** WHAT IS NEEDED **
Go through the entries below and print, exactly, the lines starting at the one with "positive clicks: (438, 226)" and ending at the one with "positive clicks: (217, 173) (221, 197)", keeping both ends and no others.

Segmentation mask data

----------

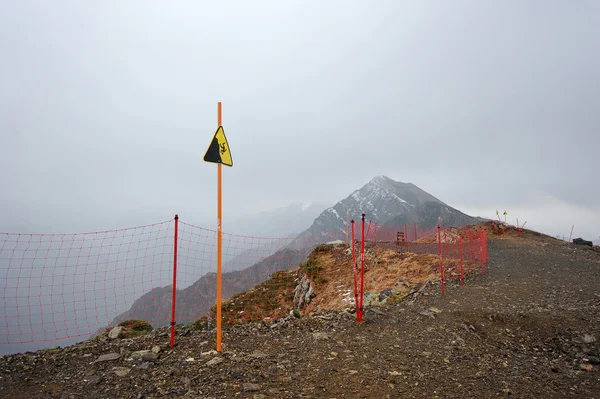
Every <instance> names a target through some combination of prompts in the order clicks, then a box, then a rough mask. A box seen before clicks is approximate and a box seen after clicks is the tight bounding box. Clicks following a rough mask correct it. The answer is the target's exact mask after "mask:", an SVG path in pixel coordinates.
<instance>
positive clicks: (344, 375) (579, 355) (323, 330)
mask: <svg viewBox="0 0 600 399" xmlns="http://www.w3.org/2000/svg"><path fill="white" fill-rule="evenodd" d="M489 253H490V268H489V269H487V270H486V272H485V274H484V275H480V274H473V275H471V276H470V277H469V278H468V279H467V284H466V285H465V286H463V287H458V286H455V285H453V284H449V286H448V289H447V291H446V294H445V295H443V296H442V295H440V292H439V291H440V289H439V286H437V285H433V286H429V287H427V288H426V289H425V290H424V294H423V295H421V296H418V297H416V298H414V301H411V300H407V301H403V302H401V303H398V304H396V305H393V306H390V307H388V308H380V309H379V308H378V309H375V310H368V311H367V312H366V314H365V321H364V322H363V323H362V324H360V325H358V324H357V323H356V322H355V321H354V319H353V318H354V315H352V314H349V313H346V312H337V313H334V312H331V313H325V314H322V315H317V316H316V317H311V318H302V319H299V320H297V319H295V320H290V321H288V322H286V323H283V324H277V325H276V326H275V327H273V328H271V326H270V325H269V324H265V323H261V324H260V326H261V327H260V328H259V327H258V326H257V325H256V324H253V325H251V326H246V327H243V328H236V329H235V330H232V331H228V332H226V333H225V334H224V342H225V351H226V352H225V353H224V354H223V356H216V355H215V354H214V353H213V354H211V353H206V352H208V351H209V350H210V349H213V348H214V341H213V339H212V338H211V336H210V334H209V333H207V332H190V333H189V334H187V335H185V336H180V337H178V343H179V344H178V346H177V347H176V348H175V349H174V350H171V349H169V348H168V347H167V346H166V345H165V344H166V343H167V338H166V337H164V336H162V337H161V336H159V335H160V333H161V332H160V331H156V332H154V333H153V334H152V335H151V336H148V337H143V338H140V339H137V340H133V341H106V342H101V341H100V342H96V343H87V344H82V345H78V346H75V347H72V348H65V349H62V350H59V351H55V352H53V353H50V352H48V351H45V352H40V354H38V355H37V357H33V355H31V354H28V355H16V356H11V357H8V358H2V359H0V377H1V378H2V379H1V380H0V397H6V398H13V397H14V398H17V397H27V398H34V397H59V398H63V397H64V398H70V397H73V398H79V397H82V398H83V397H86V398H105V397H115V398H121V397H122V398H154V397H190V398H226V397H227V398H234V397H235V398H253V399H260V398H424V397H427V398H435V397H439V398H488V397H514V398H540V397H544V398H565V397H581V398H600V254H598V253H596V252H593V251H591V250H588V249H582V248H576V249H573V248H568V247H567V246H566V245H564V244H559V243H557V242H555V241H553V240H548V241H536V240H528V241H526V240H519V241H515V240H506V241H502V240H495V241H491V242H490V248H489ZM152 345H161V346H162V348H163V350H162V351H161V352H160V354H159V357H158V359H155V360H148V359H146V360H144V359H142V360H131V361H128V360H127V359H128V358H129V357H130V355H131V353H132V352H133V351H136V350H142V349H150V348H151V347H152ZM110 352H115V353H120V354H121V357H120V358H119V359H116V360H111V361H105V362H98V363H93V364H90V363H91V362H92V361H93V360H95V359H97V357H98V356H99V355H102V354H107V353H110ZM44 353H46V354H44ZM202 353H205V354H204V355H203V354H202ZM192 358H193V361H192V360H190V359H192ZM214 359H218V360H214ZM209 362H212V363H209ZM213 363H214V364H213ZM115 367H120V368H121V371H122V372H124V369H128V370H129V371H127V372H126V375H124V376H122V377H120V376H118V375H116V373H115V371H116V370H115ZM25 379H27V380H25Z"/></svg>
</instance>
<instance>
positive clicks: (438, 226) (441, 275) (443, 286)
mask: <svg viewBox="0 0 600 399" xmlns="http://www.w3.org/2000/svg"><path fill="white" fill-rule="evenodd" d="M438 246H439V249H440V278H441V280H442V294H443V293H444V263H443V260H442V232H441V230H440V225H439V224H438Z"/></svg>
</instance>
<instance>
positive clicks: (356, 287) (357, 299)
mask: <svg viewBox="0 0 600 399" xmlns="http://www.w3.org/2000/svg"><path fill="white" fill-rule="evenodd" d="M351 223H352V270H353V272H354V305H355V308H356V320H357V321H360V320H358V315H359V310H358V281H357V275H356V274H357V270H356V269H357V266H356V249H355V245H354V244H355V241H354V220H352V222H351Z"/></svg>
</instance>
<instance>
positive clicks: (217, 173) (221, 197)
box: [217, 101, 223, 352]
mask: <svg viewBox="0 0 600 399" xmlns="http://www.w3.org/2000/svg"><path fill="white" fill-rule="evenodd" d="M221 123H222V122H221V102H220V101H219V102H218V103H217V127H219V126H221ZM221 169H222V168H221V164H218V165H217V352H221V351H222V350H223V347H222V345H221V294H222V292H221V283H222V282H221V272H222V270H221V266H222V262H223V252H222V251H223V219H222V211H223V209H222V206H221V201H222V184H221V176H222V173H221V172H222V170H221Z"/></svg>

----------

** RESULT OF THIS EXERCISE **
positive clicks: (438, 226) (441, 275) (443, 286)
mask: <svg viewBox="0 0 600 399" xmlns="http://www.w3.org/2000/svg"><path fill="white" fill-rule="evenodd" d="M438 246H439V249H440V278H441V280H442V294H443V293H444V263H443V260H442V232H441V230H440V225H439V224H438Z"/></svg>
</instance>
<instance>
positive clicks: (356, 287) (357, 299)
mask: <svg viewBox="0 0 600 399" xmlns="http://www.w3.org/2000/svg"><path fill="white" fill-rule="evenodd" d="M351 223H352V270H353V272H354V305H355V308H356V320H357V321H360V320H358V315H359V310H358V281H357V275H356V274H357V270H356V269H357V266H356V249H355V245H354V244H355V241H354V220H352V222H351Z"/></svg>
</instance>
<instance>
positive clicks: (217, 173) (221, 197)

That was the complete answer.